Selected text:

Improvement of the Dutch language won’t be in the Constitution

Not only Papiamentu, but also the Dutch language has many words that have been copied from other languages. Most of these words originate from French and German. After the Second World War, English became the dominant language. However, I think all these English terms we use don’t improve the language. Turn on the radio and you hear English songs, turn on the TV and you see programmes in English.

- By Ronald van Raak

The Dutch government wanted to make a statement against the overuse of the English language and therefore made a law to change the Constitution and give the Dutch language a place in it. This law proposal was submitted to the Second Chamber, the House of Representatives in September 2010, but since then we have heard little about it. Until recently we received a note from Minister of Home Affairs and Kingdom Relations Kajsa Ollongren that the law proposal had been withdrawn. The reason this constitutional revision is not going ahead is interesting and is related to the remarkable relationships within the Kingdom.

English against English?

Dutch is not the only official language in our country, Frisian is also an official national language. I already said back then that if we were to anchor the Dutch language in the Constitution, we would also have to include Frisian. But a month after the law to record the use of Dutch in the Constitution was submitted, new constitutional relations went into effect in the Kingdom: on October 10, 2010, Curaçao and St. Maarten became – Aruba was already a country – autonomous countries within the Kingdom. Bonaire became part of the Netherlands as a public entity. This island is also bilingual and has Papiamentu in addition to Dutch. In addition to Dutch and Frisian we should now also record Papiamentu in the Constitution. However, Saba and Statia also became part of the Netherlands and these islands also have two languages: in addition to Dutch, that is English. That language should now also be included in the Constitution.

Data extract:
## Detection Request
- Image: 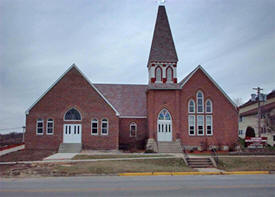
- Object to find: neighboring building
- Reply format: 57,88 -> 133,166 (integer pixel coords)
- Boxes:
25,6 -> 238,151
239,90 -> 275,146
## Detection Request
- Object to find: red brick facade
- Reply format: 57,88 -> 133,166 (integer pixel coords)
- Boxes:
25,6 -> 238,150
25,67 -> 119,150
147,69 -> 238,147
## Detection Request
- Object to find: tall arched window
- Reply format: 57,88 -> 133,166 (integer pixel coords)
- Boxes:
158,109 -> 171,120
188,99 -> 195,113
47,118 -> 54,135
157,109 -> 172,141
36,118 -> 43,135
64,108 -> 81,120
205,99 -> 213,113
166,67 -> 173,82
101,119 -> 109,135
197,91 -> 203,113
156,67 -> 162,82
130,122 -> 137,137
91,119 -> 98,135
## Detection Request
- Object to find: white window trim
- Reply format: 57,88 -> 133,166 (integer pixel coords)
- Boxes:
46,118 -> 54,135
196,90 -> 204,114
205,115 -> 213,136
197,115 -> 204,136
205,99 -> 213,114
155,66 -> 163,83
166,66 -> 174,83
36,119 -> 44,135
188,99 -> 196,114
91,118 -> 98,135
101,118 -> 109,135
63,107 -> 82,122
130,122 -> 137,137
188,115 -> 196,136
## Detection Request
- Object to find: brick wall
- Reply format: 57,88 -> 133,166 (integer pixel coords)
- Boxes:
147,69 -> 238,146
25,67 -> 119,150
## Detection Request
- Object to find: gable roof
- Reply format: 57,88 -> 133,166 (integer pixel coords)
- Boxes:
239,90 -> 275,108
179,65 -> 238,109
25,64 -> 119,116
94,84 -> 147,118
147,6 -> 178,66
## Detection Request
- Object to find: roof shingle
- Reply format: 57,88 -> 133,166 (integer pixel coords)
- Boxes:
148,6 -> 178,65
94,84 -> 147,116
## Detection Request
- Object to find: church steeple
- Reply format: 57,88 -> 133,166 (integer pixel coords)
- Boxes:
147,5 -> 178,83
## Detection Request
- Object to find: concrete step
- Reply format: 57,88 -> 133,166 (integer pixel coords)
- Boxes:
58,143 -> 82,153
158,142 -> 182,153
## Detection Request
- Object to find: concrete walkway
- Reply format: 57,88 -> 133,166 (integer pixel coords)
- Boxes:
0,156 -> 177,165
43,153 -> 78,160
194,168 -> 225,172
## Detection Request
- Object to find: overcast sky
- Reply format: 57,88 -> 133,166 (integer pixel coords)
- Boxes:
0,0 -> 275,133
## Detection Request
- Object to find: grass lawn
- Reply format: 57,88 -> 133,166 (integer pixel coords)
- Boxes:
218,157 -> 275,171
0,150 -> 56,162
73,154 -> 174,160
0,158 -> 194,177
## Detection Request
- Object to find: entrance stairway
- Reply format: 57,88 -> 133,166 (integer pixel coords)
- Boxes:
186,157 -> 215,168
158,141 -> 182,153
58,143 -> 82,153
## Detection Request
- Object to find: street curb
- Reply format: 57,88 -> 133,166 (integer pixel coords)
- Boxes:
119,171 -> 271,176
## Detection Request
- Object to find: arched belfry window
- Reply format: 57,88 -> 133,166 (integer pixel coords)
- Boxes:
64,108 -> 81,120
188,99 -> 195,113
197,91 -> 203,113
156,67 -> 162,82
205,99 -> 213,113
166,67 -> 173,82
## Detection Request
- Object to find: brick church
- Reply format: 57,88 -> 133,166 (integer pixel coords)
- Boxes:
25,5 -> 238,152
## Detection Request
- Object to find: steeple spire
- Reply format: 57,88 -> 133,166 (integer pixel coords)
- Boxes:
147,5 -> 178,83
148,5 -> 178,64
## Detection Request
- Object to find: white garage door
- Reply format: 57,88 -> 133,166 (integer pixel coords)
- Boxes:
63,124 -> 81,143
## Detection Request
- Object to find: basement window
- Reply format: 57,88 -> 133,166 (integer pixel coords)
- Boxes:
* * *
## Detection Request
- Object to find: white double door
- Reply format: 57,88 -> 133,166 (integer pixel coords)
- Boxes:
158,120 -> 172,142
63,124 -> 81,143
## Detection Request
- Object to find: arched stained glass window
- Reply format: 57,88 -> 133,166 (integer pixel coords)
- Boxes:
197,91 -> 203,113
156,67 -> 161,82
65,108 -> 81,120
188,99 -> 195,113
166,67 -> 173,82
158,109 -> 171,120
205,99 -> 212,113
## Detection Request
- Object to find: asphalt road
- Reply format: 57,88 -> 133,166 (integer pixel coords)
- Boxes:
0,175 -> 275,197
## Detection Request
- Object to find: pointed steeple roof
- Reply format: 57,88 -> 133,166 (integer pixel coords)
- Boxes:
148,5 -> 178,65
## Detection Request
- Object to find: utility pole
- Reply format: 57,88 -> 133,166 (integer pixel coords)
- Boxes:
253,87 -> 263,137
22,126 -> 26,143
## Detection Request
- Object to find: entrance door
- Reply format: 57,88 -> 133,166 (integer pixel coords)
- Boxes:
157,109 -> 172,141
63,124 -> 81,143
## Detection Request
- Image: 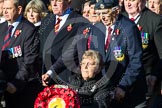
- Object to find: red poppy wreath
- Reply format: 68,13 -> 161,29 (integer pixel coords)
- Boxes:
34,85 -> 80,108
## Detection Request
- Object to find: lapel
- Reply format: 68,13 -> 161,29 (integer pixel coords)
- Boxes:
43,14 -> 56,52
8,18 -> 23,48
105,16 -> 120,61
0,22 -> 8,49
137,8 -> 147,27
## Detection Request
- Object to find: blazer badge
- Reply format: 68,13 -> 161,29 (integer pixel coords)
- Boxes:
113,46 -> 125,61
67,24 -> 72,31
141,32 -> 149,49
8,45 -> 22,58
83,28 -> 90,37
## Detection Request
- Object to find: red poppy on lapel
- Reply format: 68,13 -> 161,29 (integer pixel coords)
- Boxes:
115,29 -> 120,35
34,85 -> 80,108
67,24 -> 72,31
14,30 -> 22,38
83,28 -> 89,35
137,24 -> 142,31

The task: Carry on the article about putting the Dutch language in the Constitution, starting after its last sentence. You won't need the rows.

The result:
Our Kingdom is strange

The government was clearly wrestling with this situation. To create a barrier in the Constitution against the overuse of English in the Dutch language, the new state-based relations would now also require English to be recorded as the official language. Successive ministers like Piet-Hein Donner, Liesbeth Spies and Ronald Plasterk wrestled with this law proposal, until Ollongren finally made the decision to withdraw it. It is a small but interesting example that shows how strange our Kingdom really is. Thanks to Saba and Statia, Dutch is not included in the Constitution.

I obviously do not blame the people on these beautiful islands, and they have their own language and culture. It is also way more helpful to improve language education in the Netherlands or to play more Dutch music on the radio, for example. Having a law to improve Dutch in the Constitution will not change the way we speak.


Ronald van Raak is a Member of the Second Chamber of the Dutch Parliament for the Socialist Party (SP)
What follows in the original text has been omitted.